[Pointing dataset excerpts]
···

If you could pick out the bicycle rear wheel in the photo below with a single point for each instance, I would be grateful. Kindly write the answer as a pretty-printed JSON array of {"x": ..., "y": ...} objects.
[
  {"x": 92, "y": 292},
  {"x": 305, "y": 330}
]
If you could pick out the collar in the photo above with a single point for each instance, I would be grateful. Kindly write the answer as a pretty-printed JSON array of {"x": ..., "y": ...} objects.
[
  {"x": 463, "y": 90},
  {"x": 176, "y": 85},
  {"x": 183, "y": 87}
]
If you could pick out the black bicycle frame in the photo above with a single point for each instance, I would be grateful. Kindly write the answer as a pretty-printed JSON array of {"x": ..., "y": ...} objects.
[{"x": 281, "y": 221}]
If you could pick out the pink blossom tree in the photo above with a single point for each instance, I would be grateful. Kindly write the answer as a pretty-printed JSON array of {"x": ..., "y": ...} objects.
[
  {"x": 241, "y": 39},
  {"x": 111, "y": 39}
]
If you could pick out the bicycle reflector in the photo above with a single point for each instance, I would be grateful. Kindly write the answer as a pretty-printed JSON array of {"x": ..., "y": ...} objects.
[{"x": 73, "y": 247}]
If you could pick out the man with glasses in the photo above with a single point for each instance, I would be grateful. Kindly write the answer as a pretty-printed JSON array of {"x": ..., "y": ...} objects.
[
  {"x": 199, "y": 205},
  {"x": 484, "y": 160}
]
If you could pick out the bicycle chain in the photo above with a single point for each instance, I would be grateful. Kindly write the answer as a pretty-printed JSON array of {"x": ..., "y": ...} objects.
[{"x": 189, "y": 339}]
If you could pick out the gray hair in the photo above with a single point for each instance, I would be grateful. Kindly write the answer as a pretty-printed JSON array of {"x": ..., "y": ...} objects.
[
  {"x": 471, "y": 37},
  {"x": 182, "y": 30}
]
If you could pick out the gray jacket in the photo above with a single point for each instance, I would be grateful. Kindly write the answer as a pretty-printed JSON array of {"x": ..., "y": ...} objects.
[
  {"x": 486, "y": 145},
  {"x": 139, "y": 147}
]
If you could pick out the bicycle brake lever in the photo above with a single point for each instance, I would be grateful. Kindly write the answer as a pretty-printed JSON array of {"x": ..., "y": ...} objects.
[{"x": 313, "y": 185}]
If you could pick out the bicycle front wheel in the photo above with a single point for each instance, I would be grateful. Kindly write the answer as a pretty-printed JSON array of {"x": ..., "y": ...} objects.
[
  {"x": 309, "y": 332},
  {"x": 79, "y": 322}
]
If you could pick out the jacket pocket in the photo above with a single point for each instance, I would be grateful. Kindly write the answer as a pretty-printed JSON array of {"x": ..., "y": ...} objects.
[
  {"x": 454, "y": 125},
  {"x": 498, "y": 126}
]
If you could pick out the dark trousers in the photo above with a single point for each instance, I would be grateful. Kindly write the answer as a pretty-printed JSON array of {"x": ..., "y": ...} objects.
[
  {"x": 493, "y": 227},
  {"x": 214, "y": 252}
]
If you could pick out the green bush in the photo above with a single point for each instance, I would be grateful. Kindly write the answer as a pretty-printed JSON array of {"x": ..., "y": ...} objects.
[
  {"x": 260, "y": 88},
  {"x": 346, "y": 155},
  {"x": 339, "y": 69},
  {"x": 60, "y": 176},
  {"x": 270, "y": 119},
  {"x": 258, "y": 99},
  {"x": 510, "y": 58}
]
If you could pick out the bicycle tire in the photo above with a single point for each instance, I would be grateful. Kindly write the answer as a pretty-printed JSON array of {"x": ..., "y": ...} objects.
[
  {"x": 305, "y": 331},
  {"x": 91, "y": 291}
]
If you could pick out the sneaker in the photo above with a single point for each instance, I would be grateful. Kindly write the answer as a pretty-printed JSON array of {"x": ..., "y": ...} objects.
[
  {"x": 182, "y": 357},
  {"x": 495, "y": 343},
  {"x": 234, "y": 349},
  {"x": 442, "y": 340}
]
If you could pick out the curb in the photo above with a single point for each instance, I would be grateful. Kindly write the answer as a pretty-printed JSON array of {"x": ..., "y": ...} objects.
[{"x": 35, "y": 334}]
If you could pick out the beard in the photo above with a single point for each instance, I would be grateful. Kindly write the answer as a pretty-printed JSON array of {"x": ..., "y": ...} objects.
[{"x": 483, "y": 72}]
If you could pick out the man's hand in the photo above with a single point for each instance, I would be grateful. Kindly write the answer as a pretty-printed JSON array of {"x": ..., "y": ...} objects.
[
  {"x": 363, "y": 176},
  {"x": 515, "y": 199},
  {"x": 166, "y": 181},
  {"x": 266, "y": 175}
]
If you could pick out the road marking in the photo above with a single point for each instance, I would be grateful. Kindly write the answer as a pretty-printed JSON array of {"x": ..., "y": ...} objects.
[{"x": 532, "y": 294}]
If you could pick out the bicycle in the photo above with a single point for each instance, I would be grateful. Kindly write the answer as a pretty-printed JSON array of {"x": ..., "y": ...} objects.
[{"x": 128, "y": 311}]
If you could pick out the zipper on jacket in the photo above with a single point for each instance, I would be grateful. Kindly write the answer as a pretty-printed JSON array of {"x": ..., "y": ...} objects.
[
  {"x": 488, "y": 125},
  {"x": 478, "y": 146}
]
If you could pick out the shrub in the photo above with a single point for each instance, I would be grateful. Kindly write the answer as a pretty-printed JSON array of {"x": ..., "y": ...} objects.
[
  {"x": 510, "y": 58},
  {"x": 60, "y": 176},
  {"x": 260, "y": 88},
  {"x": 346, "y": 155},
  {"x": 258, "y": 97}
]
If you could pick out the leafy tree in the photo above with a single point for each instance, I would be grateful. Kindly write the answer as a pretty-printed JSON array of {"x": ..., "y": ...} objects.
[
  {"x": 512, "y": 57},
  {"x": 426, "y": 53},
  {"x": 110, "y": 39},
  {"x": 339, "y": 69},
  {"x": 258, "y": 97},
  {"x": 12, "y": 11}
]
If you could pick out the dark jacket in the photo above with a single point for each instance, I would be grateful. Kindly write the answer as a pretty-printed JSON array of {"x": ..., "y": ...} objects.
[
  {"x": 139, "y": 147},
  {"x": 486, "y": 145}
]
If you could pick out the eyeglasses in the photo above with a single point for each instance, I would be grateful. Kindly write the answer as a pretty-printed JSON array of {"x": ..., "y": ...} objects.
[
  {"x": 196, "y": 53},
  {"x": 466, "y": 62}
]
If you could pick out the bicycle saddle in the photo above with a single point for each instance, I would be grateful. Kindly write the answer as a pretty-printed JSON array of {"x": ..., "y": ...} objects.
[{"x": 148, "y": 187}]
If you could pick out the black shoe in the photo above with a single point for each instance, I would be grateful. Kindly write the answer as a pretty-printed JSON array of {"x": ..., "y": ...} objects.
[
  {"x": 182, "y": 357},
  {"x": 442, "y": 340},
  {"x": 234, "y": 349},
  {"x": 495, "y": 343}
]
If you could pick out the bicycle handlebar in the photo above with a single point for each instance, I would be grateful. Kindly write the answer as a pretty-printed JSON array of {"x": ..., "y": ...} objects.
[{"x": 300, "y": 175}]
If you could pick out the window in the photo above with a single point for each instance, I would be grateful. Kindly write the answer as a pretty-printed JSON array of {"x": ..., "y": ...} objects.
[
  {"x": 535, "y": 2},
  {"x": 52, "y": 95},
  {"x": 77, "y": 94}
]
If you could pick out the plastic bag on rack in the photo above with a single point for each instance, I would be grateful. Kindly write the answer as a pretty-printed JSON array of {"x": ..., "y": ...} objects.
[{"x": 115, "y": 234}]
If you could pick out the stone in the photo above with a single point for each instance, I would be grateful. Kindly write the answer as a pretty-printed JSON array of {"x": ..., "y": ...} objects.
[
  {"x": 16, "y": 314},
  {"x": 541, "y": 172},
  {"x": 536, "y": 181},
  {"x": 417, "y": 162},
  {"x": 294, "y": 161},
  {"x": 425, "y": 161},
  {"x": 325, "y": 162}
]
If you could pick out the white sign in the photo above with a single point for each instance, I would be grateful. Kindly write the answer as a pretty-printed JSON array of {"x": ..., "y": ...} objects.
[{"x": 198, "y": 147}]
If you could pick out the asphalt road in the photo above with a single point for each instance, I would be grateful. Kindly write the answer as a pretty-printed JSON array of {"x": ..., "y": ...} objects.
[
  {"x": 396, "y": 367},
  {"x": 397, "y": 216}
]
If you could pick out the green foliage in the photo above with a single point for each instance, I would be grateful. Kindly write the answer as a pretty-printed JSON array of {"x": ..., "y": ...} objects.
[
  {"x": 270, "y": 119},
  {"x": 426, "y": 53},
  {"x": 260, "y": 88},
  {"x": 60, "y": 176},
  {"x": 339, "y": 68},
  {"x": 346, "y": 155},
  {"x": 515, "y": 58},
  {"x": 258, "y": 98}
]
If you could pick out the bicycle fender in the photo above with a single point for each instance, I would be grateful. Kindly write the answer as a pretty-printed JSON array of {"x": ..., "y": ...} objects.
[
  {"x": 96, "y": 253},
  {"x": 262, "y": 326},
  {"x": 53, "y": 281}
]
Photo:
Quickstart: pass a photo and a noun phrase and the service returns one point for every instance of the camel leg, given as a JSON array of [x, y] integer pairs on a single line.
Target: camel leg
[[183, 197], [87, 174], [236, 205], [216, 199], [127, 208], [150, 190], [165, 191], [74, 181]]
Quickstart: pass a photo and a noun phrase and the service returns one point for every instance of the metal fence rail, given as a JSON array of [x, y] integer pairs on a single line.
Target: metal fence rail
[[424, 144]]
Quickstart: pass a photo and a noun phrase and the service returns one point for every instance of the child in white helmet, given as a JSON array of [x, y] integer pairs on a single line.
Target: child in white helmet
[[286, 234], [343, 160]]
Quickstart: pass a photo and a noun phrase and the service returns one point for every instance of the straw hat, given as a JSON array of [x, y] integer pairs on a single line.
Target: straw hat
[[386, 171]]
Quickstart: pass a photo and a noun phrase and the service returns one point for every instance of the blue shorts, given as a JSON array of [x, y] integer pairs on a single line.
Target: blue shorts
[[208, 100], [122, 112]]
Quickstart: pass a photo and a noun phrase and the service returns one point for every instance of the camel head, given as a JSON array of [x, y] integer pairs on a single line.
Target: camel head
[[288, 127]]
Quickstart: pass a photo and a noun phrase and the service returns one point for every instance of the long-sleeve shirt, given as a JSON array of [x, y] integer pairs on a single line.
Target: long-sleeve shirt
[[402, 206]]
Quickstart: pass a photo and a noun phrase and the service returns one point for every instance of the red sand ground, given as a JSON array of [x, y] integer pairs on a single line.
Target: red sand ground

···

### EXERCISE DIRECTIONS
Please output the lines from the one holding "of the child" through the end of the items, both included, as a Markdown table with the columns Row and Line, skipping blank lines.

### FINAL ANSWER
| Row | Line |
|---|---|
| 1 | Quickstart: pass a photo and a noun phrase and the service returns one point for every instance of the child in white helmet, given as a JSON array of [x, y] integer pairs on a single line. |
| 2 | Target: child in white helmet |
| 3 | [[286, 234], [343, 160]] |
| 4 | Quickstart: pass a photo and a noun phrase and the service returns one point for every instance of the straw hat, given as a JSON array of [x, y] integer pairs on a single line. |
| 5 | Target: straw hat |
| 6 | [[386, 171]] |
| 7 | Quickstart: pass a photo and a noun phrase and the service returns one point for every instance of the blue shorts, given as a JSON array of [x, y] integer pairs on a single line. |
| 8 | Target: blue shorts |
| 9 | [[208, 100], [122, 112]] |
| 10 | Quickstart: pass a photo and a noun phrase and the service returns one point for every instance of the camel head, given as a JSON array of [x, y] integer pairs on a single line. |
| 11 | Target: camel head |
| 12 | [[288, 127]] |
| 13 | Quickstart: pass a photo and a noun phrase and the service returns one point for every instance of the long-sleeve shirt, given as a JSON array of [x, y] integer pairs on a single line. |
| 14 | Target: long-sleeve shirt |
| 15 | [[402, 206]] |
| 16 | Quickstart: pass a photo and a noun phrase and the service returns one point for every instance of the red sand ground, given as a JSON array of [x, y] integer pairs on a single line. |
| 17 | Target: red sand ground |